## WHAT YOU HAVE TO DO
Could you return the data below exactly as it appears?

Entries taken from a collection:
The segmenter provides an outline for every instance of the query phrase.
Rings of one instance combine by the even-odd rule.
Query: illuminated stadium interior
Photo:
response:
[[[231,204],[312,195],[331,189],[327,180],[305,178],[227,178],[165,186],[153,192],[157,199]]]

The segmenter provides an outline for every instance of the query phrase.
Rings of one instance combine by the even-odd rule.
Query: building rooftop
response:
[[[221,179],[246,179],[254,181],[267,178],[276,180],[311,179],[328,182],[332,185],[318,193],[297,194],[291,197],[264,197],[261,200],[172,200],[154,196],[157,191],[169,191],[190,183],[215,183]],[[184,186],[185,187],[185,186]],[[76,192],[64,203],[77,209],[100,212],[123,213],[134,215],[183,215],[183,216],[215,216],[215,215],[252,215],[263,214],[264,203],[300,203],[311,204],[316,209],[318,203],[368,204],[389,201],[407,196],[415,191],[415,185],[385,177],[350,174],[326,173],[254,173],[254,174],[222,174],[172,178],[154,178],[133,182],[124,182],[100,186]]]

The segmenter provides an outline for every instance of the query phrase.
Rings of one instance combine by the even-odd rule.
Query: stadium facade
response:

## THE COMPLETED TASK
The segmenter provides an outline for every instance of the query phrase.
Rings of one instance combine by the even-odd rule.
Query: illuminated stadium interior
Photo:
response:
[[[231,204],[312,195],[331,189],[327,180],[305,178],[227,178],[165,186],[153,192],[157,199]]]

The segmenter provides an outline for every instance of the query phrase.
Rings of one instance combine by the even-odd rule.
Query: building rooftop
response:
[[[221,179],[246,179],[254,181],[267,178],[276,180],[311,179],[328,182],[332,185],[318,193],[297,194],[291,197],[264,197],[261,200],[172,200],[154,196],[157,191],[169,191],[190,183],[215,183]],[[184,186],[185,187],[185,186]],[[76,192],[64,203],[77,209],[100,212],[123,213],[134,215],[183,215],[183,216],[215,216],[215,215],[252,215],[263,214],[264,203],[300,203],[311,204],[316,209],[318,203],[368,204],[389,201],[407,196],[415,191],[415,185],[385,177],[350,174],[326,173],[254,173],[254,174],[222,174],[172,178],[154,178],[133,182],[124,182],[100,186]]]

The segmenter provides an outline for every instance of the query phrase.
Rings of one instance combine by the even-odd rule.
Query: stadium facade
response:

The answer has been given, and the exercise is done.